Please reproduce each line of the data below as it stands.

Dataset entries:
* * * *
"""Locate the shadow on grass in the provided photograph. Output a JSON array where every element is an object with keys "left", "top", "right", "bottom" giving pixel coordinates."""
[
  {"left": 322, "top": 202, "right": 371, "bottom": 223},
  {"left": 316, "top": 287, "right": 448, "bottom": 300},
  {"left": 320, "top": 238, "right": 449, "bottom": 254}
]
* * * *
__Answer section__
"""Locate the shadow on grass in the provided photograph. Output a JSON array where every element is an object with keys "left", "top", "right", "bottom" giving pixel coordinates."""
[
  {"left": 322, "top": 202, "right": 371, "bottom": 223},
  {"left": 316, "top": 287, "right": 448, "bottom": 300},
  {"left": 320, "top": 238, "right": 449, "bottom": 254}
]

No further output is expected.